* [PASSAGE PROVIDED]

>> BEGIN

I would like to run spatial queries on large data sets; e.g. geopandas would be too slow. Inspiration I found here: https://anant-sharma.medium.com/apache-sedona-geospark-using-pyspark-e60485318fbe
But I have trouble registering the spatial functions I would like to use in SparkSQL (or PySpark).
In Spark Pool of Synapse Analytics I prepared (via Azure Portal):
Apache Spark Pool / Settings / Packages / Requirement files / requirement.txt: apache-sedona
Apache Spark Pool / Settings / Packages / Workspace packages:
geotools-wrapper-geotools-24.1.jar
sedona-sql-3.0_2.12-1.2.0-incubating.jar
Apache Spark Pool / Settings / Packages / Spark configuration / config.txt:
spark.serializer org.apache.spark.serializer.KryoSerializer
spark.kryo.registrator org.apache.sedona.core.serde.SedonaKryoRegistrator
Pyspark Notebook:
print(spark.version)
print(spark.conf.get("spark.kryo.registrator"))
print(spark.conf.get("spark.serializer"))

>> END

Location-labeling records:
>> BEGIN

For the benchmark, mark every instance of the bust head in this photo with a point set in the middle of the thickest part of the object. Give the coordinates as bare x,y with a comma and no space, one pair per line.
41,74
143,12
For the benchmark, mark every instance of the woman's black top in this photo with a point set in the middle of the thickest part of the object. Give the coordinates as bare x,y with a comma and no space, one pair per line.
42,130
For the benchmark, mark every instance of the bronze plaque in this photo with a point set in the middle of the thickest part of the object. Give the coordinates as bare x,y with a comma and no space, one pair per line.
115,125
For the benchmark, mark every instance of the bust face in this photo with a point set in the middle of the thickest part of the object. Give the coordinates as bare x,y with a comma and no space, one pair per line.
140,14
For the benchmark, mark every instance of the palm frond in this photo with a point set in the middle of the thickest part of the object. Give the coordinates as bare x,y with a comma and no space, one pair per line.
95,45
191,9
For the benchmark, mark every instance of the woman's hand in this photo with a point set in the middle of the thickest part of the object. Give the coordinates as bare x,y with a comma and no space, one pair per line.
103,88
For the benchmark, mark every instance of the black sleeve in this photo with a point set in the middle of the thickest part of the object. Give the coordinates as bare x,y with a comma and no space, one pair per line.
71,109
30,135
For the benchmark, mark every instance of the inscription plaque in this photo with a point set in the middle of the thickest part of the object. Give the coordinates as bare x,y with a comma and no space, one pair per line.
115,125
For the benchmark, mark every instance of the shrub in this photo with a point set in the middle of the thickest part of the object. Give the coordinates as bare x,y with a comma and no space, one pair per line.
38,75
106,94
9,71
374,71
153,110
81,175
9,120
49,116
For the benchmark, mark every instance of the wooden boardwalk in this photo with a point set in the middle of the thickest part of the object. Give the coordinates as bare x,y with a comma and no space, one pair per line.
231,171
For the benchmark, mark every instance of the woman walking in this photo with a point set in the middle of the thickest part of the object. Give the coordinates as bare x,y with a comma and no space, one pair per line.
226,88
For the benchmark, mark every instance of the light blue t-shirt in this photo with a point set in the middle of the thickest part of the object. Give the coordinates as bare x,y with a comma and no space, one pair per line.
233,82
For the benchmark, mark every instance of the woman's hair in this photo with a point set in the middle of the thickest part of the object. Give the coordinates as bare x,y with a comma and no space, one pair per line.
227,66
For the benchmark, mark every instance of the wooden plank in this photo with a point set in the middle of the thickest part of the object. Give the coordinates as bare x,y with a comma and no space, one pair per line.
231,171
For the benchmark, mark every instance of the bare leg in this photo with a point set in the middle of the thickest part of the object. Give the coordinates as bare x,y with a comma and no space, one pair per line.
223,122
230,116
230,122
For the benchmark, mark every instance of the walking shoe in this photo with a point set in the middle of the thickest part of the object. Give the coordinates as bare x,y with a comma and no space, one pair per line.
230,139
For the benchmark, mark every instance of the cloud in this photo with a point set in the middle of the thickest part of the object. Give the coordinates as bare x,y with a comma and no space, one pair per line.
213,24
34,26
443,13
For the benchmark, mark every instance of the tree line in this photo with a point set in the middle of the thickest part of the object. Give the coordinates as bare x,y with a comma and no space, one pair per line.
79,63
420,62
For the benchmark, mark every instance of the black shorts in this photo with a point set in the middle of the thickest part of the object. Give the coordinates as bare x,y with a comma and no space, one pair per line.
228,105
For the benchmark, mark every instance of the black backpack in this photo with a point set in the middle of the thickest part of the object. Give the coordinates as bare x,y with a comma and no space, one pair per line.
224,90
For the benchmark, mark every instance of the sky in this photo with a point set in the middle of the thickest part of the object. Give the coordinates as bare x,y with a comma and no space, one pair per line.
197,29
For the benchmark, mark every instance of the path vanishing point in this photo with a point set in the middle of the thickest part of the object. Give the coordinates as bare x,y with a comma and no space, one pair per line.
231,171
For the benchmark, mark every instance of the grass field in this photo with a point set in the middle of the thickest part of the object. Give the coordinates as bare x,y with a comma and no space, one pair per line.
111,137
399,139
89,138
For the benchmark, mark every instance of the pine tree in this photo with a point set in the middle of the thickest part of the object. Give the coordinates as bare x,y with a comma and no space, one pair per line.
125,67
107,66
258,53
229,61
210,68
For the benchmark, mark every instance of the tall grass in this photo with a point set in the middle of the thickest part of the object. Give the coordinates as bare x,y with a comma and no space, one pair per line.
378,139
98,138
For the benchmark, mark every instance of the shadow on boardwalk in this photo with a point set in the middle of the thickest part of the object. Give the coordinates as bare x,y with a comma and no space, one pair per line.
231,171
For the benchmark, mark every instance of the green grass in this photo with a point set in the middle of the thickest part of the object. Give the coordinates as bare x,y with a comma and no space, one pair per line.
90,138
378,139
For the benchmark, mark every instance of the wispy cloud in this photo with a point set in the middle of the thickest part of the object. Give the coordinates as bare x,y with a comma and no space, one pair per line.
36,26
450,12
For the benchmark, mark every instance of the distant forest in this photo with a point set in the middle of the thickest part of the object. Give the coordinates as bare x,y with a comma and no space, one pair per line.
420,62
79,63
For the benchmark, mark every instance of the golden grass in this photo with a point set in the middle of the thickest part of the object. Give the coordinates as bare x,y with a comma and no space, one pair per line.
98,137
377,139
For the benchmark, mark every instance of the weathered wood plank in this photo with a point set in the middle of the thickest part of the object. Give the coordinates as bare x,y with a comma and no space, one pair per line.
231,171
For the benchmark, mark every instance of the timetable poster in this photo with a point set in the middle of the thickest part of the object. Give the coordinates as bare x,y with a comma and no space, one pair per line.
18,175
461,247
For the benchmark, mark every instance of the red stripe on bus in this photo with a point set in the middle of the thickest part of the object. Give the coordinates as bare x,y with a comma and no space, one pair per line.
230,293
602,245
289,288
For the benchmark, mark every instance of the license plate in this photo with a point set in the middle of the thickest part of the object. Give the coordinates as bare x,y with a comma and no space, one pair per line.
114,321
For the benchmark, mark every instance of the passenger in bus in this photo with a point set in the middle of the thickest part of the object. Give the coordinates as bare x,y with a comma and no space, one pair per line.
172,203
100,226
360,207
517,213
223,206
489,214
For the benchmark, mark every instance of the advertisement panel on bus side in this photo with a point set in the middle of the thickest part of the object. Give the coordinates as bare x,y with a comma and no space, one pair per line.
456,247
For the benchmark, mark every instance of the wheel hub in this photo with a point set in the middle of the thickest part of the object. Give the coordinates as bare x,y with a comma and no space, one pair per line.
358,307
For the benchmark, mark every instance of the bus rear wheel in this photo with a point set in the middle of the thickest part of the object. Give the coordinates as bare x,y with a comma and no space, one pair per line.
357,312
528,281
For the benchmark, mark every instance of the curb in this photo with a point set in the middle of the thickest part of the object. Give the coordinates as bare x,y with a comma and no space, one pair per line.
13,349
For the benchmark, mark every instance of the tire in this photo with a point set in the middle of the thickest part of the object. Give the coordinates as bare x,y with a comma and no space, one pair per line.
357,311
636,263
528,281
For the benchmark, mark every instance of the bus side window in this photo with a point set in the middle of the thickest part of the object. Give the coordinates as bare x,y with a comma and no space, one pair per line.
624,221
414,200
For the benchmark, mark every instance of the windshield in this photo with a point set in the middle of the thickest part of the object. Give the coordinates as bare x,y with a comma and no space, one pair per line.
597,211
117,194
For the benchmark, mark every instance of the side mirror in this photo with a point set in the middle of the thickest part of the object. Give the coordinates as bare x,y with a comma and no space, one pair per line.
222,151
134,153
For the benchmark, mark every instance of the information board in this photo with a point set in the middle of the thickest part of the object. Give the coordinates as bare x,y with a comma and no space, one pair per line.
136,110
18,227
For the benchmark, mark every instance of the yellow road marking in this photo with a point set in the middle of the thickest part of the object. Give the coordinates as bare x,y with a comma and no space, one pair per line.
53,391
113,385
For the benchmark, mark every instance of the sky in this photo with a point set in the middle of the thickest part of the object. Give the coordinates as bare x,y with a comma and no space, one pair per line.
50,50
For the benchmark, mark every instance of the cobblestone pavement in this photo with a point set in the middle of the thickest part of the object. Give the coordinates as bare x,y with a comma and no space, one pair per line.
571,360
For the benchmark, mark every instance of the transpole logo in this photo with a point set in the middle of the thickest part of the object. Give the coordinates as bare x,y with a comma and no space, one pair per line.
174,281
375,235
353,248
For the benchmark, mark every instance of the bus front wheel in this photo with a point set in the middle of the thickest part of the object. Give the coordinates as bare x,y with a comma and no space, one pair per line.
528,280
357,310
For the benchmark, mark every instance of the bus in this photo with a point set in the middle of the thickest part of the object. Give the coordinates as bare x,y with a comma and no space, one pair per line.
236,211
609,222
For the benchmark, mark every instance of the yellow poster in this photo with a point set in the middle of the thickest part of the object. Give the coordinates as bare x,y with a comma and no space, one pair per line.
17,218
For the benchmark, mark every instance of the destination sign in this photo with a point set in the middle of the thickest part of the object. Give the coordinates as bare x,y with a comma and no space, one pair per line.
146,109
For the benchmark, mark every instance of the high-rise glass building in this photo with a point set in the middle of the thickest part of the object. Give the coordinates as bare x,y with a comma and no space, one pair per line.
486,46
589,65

>> END

* [REQUIREMENTS]
1/ How would you render this sentence from the Sedona setup post in German: "But I have trouble registering the spatial functions I would like to use in SparkSQL (or PySpark)."
2/ Can you return everything in the Sedona setup post from "I would like to run" down to "print(spark.version)", word for word?

* [SOLUTIONS]
1/ Aber ich habe Probleme, die räumlichen Funktionen zu registrieren, die ich in SparkSQL (oder PySpark) verwenden möchte.

2/
I would like to run spatial queries on large data sets; e.g. geopandas would be too slow. Inspiration I found here: https://anant-sharma.medium.com/apache-sedona-geospark-using-pyspark-e60485318fbe
But I have trouble registering the spatial functions I would like to use in SparkSQL (or PySpark).
In Spark Pool of Synapse Analytics I prepared (via Azure Portal):
Apache Spark Pool / Settings / Packages / Requirement files / requirement.txt: apache-sedona
Apache Spark Pool / Settings / Packages / Workspace packages:
geotools-wrapper-geotools-24.1.jar
sedona-sql-3.0_2.12-1.2.0-incubating.jar
Apache Spark Pool / Settings / Packages / Spark configuration / config.txt:
spark.serializer org.apache.spark.serializer.KryoSerializer
spark.kryo.registrator org.apache.sedona.core.serde.SedonaKryoRegistrator
Pyspark Notebook:
print(spark.version)